▶ _Exercise tasks_:
[1] According to the marathon race report, how long did the first 10km take the runner?
[2] From the marathon race report, list each distance checkpoint the runner mentions along with the time recorded there.
[3] Write the next part of the marathon race report, picking up after its final sentence.

▶ _Excerpted text_:
Begin

Gun goes off and the race is running! I am all smiles at the start, thinking to myself I cant believe what I am about to complete! About 2km in I get in a race mood, pass my dad a couple times before hand and he gets the pictures, and I am away to running 42.2km.
I found that the first 10-15km was the hurdle to get over, after that I would be able to find myself in a rhythm and get in that running groove without feeling as though I am forcing it. Came across the first 10km in 42 minutes. I felt that was a solid first 10, but maybe a little speedy, I pulled back a little bit but still kept the pace comfortable and not too slow. Running across the parkway in the west end of the city was a little difficult. Slow climbing to the war museum which made for a difficult run into Gatineau. This section of the run was one of the most difficult parts of the course. The downtown core of Gatineau is very rolling so the legs were getting pounded with lots of small rollers that put a pounding on your legs and knees. This was the part of the course that was near the 21.1 to ~26-27km mark. I crossed the 21.1km point in 1:30 which was on pace for a sub 3 hour marathon. That had scared me a little, and I feel like the Gatineau section had slowed me down with all the rollers and I had dropped the pace a little to loose grip of the sub 3 hour marathon. Crossed the bridge back into Ontario and curved around the art museum along Sussex out towards Rockcliffe in the East end of the city. This was probably the next hardest area of the course. Rockcliffe is a slow steady climb out towards the East end and I crossed the 30km check point in 2:10. I figured if I kept a sub 5 minute (kept it around just under 4:30/km) I should have close to a sub 3 hour marathon.

End

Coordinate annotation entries
Begin

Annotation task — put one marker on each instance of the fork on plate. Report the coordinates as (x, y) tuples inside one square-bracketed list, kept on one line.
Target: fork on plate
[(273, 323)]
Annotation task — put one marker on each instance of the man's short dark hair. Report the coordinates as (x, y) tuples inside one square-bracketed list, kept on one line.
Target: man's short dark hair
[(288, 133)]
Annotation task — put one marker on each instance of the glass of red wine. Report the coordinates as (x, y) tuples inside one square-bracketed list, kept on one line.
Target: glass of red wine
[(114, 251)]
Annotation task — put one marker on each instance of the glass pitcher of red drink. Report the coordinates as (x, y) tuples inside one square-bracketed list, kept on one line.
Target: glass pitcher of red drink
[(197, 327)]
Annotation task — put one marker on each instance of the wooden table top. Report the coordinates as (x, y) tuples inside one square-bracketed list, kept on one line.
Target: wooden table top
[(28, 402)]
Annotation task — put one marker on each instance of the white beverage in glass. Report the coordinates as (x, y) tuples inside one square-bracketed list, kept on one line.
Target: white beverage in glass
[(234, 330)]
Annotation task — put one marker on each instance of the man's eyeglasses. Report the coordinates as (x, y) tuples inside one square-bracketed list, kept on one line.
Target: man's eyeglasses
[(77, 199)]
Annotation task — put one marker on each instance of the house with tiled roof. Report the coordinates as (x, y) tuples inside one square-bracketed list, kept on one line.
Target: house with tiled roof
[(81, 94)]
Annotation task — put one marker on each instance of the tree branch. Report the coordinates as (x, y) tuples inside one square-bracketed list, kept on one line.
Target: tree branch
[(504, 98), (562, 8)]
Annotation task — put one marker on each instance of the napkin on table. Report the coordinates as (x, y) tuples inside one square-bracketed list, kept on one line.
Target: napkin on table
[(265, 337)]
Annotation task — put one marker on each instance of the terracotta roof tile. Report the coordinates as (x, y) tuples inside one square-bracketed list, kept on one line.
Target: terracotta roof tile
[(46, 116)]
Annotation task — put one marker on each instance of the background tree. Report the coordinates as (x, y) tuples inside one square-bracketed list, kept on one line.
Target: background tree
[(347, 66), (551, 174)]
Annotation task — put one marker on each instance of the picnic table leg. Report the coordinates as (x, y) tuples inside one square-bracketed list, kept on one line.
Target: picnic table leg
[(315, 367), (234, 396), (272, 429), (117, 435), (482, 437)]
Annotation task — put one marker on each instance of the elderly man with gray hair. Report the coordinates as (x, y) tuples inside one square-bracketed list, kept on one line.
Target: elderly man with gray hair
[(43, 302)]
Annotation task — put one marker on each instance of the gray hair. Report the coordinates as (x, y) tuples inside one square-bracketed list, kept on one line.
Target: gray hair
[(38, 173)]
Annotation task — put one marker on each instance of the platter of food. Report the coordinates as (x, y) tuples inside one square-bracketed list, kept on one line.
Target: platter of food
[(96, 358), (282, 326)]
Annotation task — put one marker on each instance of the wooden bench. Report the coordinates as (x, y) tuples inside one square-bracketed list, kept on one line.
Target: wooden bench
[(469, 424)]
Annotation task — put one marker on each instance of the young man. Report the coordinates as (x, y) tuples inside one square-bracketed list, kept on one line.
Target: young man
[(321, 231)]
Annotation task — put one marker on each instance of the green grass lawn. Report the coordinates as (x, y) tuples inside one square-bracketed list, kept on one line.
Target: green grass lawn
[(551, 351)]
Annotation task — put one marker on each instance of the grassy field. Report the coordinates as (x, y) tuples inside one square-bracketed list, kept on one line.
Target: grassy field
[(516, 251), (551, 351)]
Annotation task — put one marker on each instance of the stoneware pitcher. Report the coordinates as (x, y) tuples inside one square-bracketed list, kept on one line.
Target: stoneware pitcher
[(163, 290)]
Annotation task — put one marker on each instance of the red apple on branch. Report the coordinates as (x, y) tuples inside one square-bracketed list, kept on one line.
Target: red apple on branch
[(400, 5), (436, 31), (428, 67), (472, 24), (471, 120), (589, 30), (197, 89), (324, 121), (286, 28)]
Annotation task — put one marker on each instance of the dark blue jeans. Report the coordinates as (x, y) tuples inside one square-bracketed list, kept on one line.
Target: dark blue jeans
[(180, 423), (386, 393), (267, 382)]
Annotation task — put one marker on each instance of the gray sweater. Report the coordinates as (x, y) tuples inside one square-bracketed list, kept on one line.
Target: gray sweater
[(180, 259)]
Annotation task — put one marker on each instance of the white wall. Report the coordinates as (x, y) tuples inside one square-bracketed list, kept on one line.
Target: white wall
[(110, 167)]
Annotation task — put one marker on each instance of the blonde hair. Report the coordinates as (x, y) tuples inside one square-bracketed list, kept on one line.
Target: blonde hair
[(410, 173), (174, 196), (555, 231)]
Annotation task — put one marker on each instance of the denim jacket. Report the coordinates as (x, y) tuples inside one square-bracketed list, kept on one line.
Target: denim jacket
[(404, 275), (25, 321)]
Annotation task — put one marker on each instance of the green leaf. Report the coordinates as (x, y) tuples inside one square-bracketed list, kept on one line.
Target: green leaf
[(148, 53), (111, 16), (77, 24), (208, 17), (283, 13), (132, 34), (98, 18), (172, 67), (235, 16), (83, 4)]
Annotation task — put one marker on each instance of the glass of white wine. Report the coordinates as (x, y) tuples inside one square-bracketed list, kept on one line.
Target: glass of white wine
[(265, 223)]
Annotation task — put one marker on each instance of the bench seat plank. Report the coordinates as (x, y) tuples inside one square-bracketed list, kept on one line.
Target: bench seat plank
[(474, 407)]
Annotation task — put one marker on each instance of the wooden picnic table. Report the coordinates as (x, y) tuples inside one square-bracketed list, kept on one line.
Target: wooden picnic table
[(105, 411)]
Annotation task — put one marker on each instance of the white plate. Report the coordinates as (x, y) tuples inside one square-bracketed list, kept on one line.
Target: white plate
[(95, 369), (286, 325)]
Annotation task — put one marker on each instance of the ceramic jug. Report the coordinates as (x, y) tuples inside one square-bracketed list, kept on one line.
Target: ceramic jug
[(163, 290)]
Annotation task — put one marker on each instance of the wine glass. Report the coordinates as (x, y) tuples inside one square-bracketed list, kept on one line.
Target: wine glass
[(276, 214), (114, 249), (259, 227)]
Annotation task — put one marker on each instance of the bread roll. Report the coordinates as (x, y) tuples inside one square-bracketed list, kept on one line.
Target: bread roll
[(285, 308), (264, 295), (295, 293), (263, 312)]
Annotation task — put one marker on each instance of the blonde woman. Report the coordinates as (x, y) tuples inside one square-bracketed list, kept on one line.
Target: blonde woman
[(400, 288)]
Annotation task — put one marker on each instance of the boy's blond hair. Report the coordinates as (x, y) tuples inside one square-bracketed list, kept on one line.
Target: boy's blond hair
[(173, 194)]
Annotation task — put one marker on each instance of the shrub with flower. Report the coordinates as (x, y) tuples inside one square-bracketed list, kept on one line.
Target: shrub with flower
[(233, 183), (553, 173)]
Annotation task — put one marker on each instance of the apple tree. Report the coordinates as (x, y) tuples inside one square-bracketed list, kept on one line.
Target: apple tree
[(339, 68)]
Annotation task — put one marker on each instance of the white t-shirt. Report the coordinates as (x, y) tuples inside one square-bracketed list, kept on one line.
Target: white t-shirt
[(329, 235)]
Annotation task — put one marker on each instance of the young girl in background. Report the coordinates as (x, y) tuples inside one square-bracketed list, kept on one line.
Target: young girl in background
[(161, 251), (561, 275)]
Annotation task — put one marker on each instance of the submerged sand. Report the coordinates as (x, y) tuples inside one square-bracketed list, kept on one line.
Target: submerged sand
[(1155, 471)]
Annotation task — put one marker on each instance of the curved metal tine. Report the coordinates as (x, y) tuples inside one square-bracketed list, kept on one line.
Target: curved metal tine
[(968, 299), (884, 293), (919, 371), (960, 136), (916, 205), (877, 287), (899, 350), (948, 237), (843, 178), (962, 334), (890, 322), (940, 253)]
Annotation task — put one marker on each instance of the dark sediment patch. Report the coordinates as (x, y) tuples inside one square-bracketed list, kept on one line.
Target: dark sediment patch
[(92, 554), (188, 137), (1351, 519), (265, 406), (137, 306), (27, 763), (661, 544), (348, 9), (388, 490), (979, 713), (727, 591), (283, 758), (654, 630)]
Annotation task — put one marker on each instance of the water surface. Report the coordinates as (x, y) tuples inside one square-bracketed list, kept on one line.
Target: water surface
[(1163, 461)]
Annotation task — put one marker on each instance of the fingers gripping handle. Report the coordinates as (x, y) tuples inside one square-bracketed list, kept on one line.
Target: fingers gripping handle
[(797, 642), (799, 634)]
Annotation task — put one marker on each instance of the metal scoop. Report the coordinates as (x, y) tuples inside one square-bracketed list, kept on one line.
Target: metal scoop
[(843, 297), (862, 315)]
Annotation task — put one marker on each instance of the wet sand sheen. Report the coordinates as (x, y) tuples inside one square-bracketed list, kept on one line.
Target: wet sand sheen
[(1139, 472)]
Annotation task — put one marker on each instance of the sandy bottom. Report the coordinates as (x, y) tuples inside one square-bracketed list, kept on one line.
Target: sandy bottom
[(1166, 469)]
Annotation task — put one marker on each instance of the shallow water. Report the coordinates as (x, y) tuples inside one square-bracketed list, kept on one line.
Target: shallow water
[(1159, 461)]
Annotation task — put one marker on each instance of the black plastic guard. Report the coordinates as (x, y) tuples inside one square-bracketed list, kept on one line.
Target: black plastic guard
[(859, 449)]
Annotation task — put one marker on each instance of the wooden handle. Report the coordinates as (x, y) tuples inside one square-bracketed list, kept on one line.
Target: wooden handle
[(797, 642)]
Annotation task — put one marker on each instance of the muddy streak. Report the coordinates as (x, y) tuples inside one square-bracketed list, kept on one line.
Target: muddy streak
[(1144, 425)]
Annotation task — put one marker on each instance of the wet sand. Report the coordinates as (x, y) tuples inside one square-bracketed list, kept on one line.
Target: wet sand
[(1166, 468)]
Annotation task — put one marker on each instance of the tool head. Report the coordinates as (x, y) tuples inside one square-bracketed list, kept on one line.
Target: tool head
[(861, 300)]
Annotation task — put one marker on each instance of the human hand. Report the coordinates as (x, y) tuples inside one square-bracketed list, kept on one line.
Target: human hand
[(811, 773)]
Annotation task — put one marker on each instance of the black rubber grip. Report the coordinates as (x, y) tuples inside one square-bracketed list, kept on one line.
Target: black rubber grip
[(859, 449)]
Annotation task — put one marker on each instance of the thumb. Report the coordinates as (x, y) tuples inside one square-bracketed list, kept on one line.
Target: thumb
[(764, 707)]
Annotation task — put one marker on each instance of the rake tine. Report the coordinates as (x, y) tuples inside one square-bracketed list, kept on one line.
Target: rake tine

End

▶ _Results by task_:
[1] 42 minutes

[2]
10km: 42 minutes
21.1km: 1:30
30km: 2:10

[3]
I slowly found out that it was true what the announcer meant by the race being a 32km warm up and a 10km race. The last 10 km was painful. I was dipping close to a 5 minute per km pace and I did not want to let that happen. Rounding off km checkpoints was a blessing. It was a force to keep a 4:30 pace going but I fought through every thought of wanting to walk a feed zone, because I knew that if I had stopped to walk even for a few meters, it would be game over for my goal of RUNNING a marathon and not just DOING a marathon. The crowds in the last 5km of the race were UNBELIEVABLE! My goodness if I could shake everyone’s hand for cheering me on it would take days! It pushed me and lifted my pace so quickly for the last little bit. Coming back along Sussex into the downtown core near the art gallery, the Mint, US Embassy, Canadian HQ, was unreal! I couldn’t hear myself think it was that loud! I was trying hard to keep a good pace going. The last 2 km was tough! Once I rounded the corner to cross Pretoria Bridge and come down the last 1km down Queen Elizabeth I passed the Lululemon Cheer booth and that gave me some strength to power through the last km. DJ and tons of people cheering really threw a skip in my stride! and it was the last km, you want to power that out hard! Started my kick from ~800m out and caught and passed 4 people along the way! Finished strong and came out with a time of 3:06:57 for the final time. Dad was cheering me on and that was a great feeling! Crossed the line, gave a sigh of relief and gave a arm pump at the end, looked up and I was glad I was done.
For my first marathon I was 1 minute 57 seconds off of a Boston Marathon Qualify! SO CLOSE!!! Here were my stats for the race:
Chip time: 3:06:57
Men 20-24: 8/135
Overall one of the best experiences I have had to date. The ability to say I have ran a Marathon is awesome! The next challenge now is a full Ironman! The recovery days were really tough! My knees felt as though they had exploded on Monday and I literally had a hard time getting up out of a chair and walking. Tuesday the joint pain had gone away and it was my muscle pain and tightness that was causing a little pain.
Next up on the calendar is the first open water triathlon at Britannia Beach on June 9th.